> **BRIEF**: Can you reproduce the text below about open-world and story-driven games word for word, in full?

So I’m a gamer, and I love a good computer game.
Some games give you freedom to explore, others give you a rousing story. Can you have both? I’m not so sure.
Games come in all varieties, but there’s one kind, often called open-world game, in which you can, well, play around to your heart’s content. There may be a main goal (Save the princess!), but if you don’t care about that, you can go off to explore a nearby dungeon, or just trudge by foot across the terrain looking for flowers. Maybe you’ll meet a monster, get bitten, and end up a werewolf! You just don’t know.
Then there’s another type of game, which in game-genre terms might be all sorts really, but where the game writers have invented a story, and you get to follow along. There’s still stuff for you to do of course. Traditionally, there’ll be a cut scene where you get to see a bit of the plot, then you whack a bunch of monsters, and when you have succeeded in said whacking, you get to see another cut scene. Like a reward, in a way.
So, reading that description, you might think an open-world game is the ultimate fun. No cut scenes, just interesting things happening to you live, and you’re free to do any damn thing!
Sort of like life.
(Except with less laws, typically. :-D)

> **AVAILABLE DATA**:
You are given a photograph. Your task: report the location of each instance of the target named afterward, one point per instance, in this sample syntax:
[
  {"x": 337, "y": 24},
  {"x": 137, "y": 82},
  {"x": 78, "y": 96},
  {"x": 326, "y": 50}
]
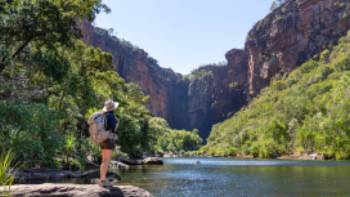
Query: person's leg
[{"x": 106, "y": 158}]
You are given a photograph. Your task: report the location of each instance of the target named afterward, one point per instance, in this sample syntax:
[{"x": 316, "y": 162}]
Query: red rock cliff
[{"x": 292, "y": 34}]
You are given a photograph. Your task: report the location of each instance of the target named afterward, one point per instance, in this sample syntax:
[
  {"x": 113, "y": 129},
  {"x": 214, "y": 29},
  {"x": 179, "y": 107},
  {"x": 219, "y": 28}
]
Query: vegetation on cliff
[
  {"x": 50, "y": 82},
  {"x": 304, "y": 112}
]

> **RESPONSE AREA**:
So I’m a gamer, and I love a good computer game.
Some games give you freedom to explore, others give you a rousing story. Can you have both? I’m not so sure.
Games come in all varieties, but there’s one kind, often called open-world game, in which you can, well, play around to your heart’s content. There may be a main goal (Save the princess!), but if you don’t care about that, you can go off to explore a nearby dungeon, or just trudge by foot across the terrain looking for flowers. Maybe you’ll meet a monster, get bitten, and end up a werewolf! You just don’t know.
Then there’s another type of game, which in game-genre terms might be all sorts really, but where the game writers have invented a story, and you get to follow along. There’s still stuff for you to do of course. Traditionally, there’ll be a cut scene where you get to see a bit of the plot, then you whack a bunch of monsters, and when you have succeeded in said whacking, you get to see another cut scene. Like a reward, in a way.
So, reading that description, you might think an open-world game is the ultimate fun. No cut scenes, just interesting things happening to you live, and you’re free to do any damn thing!
Sort of like life.
(Except with less laws, typically. :-D)